> **What is required**: Without any of the pictures, set down the data below exactly.
——
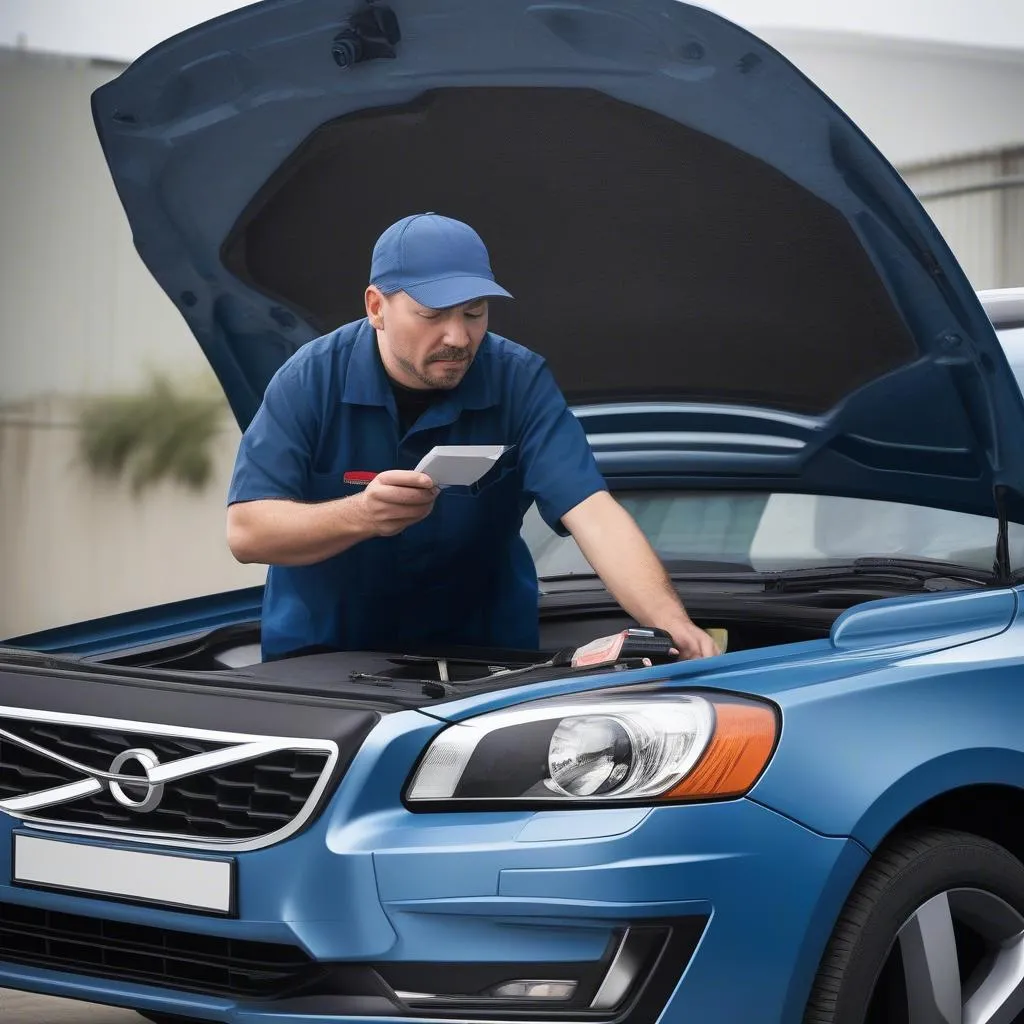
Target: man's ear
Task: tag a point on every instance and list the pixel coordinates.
(374, 300)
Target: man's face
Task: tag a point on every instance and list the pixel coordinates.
(423, 347)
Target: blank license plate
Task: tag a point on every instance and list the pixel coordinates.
(174, 881)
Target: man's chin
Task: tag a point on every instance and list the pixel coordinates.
(450, 377)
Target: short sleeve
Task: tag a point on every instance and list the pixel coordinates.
(275, 451)
(557, 464)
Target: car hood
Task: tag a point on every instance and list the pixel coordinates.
(725, 276)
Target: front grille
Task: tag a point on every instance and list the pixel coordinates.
(237, 802)
(152, 955)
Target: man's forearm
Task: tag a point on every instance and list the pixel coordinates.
(616, 548)
(284, 532)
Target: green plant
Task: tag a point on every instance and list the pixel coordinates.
(159, 433)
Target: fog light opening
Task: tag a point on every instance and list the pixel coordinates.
(534, 989)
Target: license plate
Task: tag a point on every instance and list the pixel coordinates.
(174, 881)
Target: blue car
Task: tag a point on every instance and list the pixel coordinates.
(785, 377)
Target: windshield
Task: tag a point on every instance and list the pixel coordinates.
(744, 530)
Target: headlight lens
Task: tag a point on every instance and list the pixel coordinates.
(594, 749)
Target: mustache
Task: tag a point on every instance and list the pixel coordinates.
(450, 355)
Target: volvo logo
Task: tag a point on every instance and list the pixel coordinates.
(152, 793)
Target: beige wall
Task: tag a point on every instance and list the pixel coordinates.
(74, 548)
(80, 315)
(79, 312)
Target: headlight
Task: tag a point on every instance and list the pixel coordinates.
(594, 749)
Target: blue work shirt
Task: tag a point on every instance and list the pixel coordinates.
(463, 576)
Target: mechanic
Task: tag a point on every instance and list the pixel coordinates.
(367, 554)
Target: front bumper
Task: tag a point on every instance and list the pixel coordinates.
(736, 902)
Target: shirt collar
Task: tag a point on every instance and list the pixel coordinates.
(367, 382)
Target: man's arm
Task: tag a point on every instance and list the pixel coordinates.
(621, 555)
(280, 531)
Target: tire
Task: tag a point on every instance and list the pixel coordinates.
(935, 922)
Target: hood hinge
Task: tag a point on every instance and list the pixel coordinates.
(1001, 568)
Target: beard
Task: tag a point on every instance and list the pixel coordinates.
(448, 378)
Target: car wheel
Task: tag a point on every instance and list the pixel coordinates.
(933, 933)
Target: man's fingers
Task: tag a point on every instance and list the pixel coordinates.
(400, 495)
(403, 478)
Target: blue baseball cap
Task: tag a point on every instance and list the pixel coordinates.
(438, 261)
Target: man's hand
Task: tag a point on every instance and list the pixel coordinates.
(396, 499)
(622, 556)
(691, 641)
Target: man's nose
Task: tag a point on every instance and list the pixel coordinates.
(457, 333)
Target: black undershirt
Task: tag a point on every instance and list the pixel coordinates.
(411, 402)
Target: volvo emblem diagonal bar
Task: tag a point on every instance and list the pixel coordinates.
(137, 780)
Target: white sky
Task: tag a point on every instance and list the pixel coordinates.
(124, 29)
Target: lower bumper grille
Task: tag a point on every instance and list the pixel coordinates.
(122, 951)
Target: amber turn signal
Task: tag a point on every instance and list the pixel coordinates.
(738, 750)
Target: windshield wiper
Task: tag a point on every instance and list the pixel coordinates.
(906, 570)
(920, 570)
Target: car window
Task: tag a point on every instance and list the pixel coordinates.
(1013, 344)
(765, 531)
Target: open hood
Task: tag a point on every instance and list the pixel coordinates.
(722, 271)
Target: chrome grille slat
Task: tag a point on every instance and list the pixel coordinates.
(231, 791)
——
> **Result for this exercise**:
Target: man's ear
Task: tag a point on every instance and list the pixel coordinates.
(374, 300)
Target: man's face
Task: tag a point on every instance and list the pixel coordinates.
(423, 347)
Target: blank license plate
Task: tag a point on every instance and list the pixel coordinates.
(174, 881)
Target: man's chin
Task: tag a point on every instance and list the pixel coordinates.
(450, 377)
Target: short sleeve
Task: tag a point on every instance and list the pixel coordinates.
(275, 451)
(557, 464)
Target: car hood
Task: tag a point on every instance and list the pixel coordinates.
(725, 276)
Target: front grille
Task: tag a point on every instance and list the pixel coordinates.
(237, 802)
(152, 955)
Target: man's forearm
Task: tag a point on every instance and list the pixel coordinates.
(616, 548)
(284, 532)
Target: green plant
Task: tag a point on every instance and list the pixel coordinates.
(159, 433)
Target: fog light opening
Task: tag a point on every instance and list the pixel coordinates.
(534, 989)
Target: license plate
Task: tag a point on every instance and list the pixel coordinates.
(174, 881)
Target: blue car
Task: tag a point on every instance and list the pixel coordinates.
(785, 377)
Target: windshield
Task: tag a point on every instance and list the pixel coordinates.
(744, 530)
Target: headlight lens
Task: tag a point on every instance and list the pixel coordinates.
(594, 749)
Target: mustache
Task: tag a point on every instance and list the pixel coordinates.
(450, 355)
Target: volvo logo
Task: tag a point on every instance and list the pixel coordinates.
(152, 793)
Target: beige wall
Task: tag a point on every instance and list the pixel coordinates.
(74, 548)
(80, 315)
(79, 312)
Target: headlight
Task: tag a point on every instance and list the pixel coordinates.
(594, 749)
Target: blue work shirt
Task: tag a point on every instance and list the pixel coordinates.
(463, 576)
Target: mechanic
Task: tag a point on every instance and list the pixel coordinates.
(367, 554)
Target: front bumper
Task: tag a point on every instance and list the pixel coordinates.
(736, 902)
Target: shirt collar
Task: tag a point on every instance and list the pixel coordinates.
(367, 382)
Target: man's arm
Task: tag a point on every instance and list the pixel coordinates.
(621, 555)
(280, 531)
Target: tire
Task: tag a point on every instance and list the pixel coordinates.
(935, 922)
Target: hood hinge
Task: tag a point on every instance and list the pixel coordinates.
(1001, 568)
Target: beard
Task: tag a point on every instance and list the pixel coordinates.
(448, 378)
Target: car wheel
Task: tag a point on every instance and list the pixel coordinates.
(933, 933)
Target: man's fingers
Task: tag a point on every instance and list the pixel coordinates.
(400, 495)
(403, 478)
Target: blue baseball cap
Task: tag a point on every instance and list the pixel coordinates.
(438, 261)
Target: man's hand
Task: tag a point on every instance and list the pixel coordinates.
(396, 499)
(622, 556)
(691, 641)
Target: man's nose
Task: tag a point on every instance and list the pixel coordinates.
(457, 333)
Target: black undershirt
Task: tag a point on every instance and list the pixel coordinates.
(411, 402)
Target: volvo emblem diagonal bar
Task: tag a point on every instance and list the pixel coordinates.
(137, 780)
Target: white sky
Task: tag a point on every instance and list the pixel coordinates.
(124, 29)
Target: lower bumper grille
Task: tag a point on every instance and list the pixel coordinates.
(122, 951)
Target: amber turn signal
Task: tag a point on every instance and list the pixel coordinates.
(738, 750)
Target: windshield wiper
Task: tag a point on every instance and list the pixel coordinates.
(906, 570)
(920, 570)
Target: car window
Task: tag a point on every instance and list the pixel coordinates.
(1013, 344)
(765, 531)
Target: open hood
Task: tag a point on every instance and list the pixel coordinates.
(722, 271)
Target: chrome grille slat
Task: tag a point on every instance and list the pixel coordinates.
(231, 791)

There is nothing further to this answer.